#### [GIVEN TEXT]
Harriet & Charlotte Childress (twin authors of the delightful Clueless At The Top: While the Rest Of Us Look Elsewhere for Life, Liberty and Happiness) may have a clue about why we tend to listen so unquestioningly to anything that Silicon Valley is preaching:

“We are programmed from birth to pay attention to the views of people at the top, and to trust them for guidance. However, their decisions are rarely based on information, compassion, understanding, truth, or the real perspectives and needs of the rest of us.

“And who is really benefiting from this situation? Even though they say they are acting in the best interests of others, they can be counted on to make decisions that benefit themselves.

“People at the top take challenges to their positions very seriously. They act quickly and forcefully to confront threats, especially frontal attacks. Even the smallest question can feel like a threatening attack.

“Trying to convince the clueless top to come around wastes valuable time and resources, and our anger and frustration decreases our effectiveness.”

#### [TASK INSTRUCTIONS]
Supply the next part of the passage on people at the top, picking up after its final sentence.

#### [PROVIDED RECORDS]
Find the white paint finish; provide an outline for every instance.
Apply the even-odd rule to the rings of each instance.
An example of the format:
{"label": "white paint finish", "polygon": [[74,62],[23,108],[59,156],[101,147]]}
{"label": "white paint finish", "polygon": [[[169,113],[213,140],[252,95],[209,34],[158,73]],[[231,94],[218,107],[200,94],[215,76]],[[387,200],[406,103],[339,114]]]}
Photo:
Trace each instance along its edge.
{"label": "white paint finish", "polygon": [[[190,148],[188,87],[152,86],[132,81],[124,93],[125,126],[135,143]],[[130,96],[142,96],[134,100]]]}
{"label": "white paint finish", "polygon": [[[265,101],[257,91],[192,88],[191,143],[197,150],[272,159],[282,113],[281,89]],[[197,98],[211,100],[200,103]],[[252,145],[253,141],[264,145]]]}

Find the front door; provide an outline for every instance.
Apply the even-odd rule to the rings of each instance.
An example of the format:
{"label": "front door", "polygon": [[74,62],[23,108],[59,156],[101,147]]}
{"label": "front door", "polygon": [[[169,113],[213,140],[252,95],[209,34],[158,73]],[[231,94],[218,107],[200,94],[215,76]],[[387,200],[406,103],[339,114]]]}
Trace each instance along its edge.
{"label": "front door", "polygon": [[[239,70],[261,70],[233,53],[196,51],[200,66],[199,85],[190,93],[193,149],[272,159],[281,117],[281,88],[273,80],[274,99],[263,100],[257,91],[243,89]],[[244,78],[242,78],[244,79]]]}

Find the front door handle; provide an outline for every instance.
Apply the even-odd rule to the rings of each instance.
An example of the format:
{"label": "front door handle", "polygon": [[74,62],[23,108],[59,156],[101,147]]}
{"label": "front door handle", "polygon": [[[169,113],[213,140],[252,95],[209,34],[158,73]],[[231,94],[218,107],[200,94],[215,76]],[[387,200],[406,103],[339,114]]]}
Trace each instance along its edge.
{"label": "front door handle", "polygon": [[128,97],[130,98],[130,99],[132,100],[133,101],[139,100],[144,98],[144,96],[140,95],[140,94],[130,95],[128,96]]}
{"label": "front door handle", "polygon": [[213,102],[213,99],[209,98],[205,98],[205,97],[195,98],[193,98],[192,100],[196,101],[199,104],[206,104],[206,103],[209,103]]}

#### [ANSWER FOR THIS EXERCISE]
(I’m going to now go and embroider “Why bother?” on a pillow to remind myself that even the smallest question from a dull-witted heart attack survivor like me may be viewed as a threatening attack).

The bottom line: people whose very careers are devoted to attracting venture capital, media hype and profits are highly unlikely to change course in midstream just because some pesky patients are trying to get their attention.  See also: An Open Letter to Mobile Health App Developers and Their Funders.

I’ve noticed further examples of this on many Linked In groups online.  I first discovered this awareness gap back when I too was clueless about who actually participates in Linked In group conversations about patient engagement and health care. As I naïvely described at the time:

“I noticed that the Linked In site has member groups discussing patient engagement. Hey! I consider myself an engaged patient – maybe I should drop in on one of these groups and see what other engaged patients are up to? Contemplating issues like doctor-patient communication, improved health outcomes and informed decision-making, likely.

“It was only then that I found this out: these groups don’t have patients in them.

“What they do seem to have: corporate suits talking to other suits (and more importantly, to potential clients) about their companies’ role in taking financial advantage of this whole engaged patient movement.”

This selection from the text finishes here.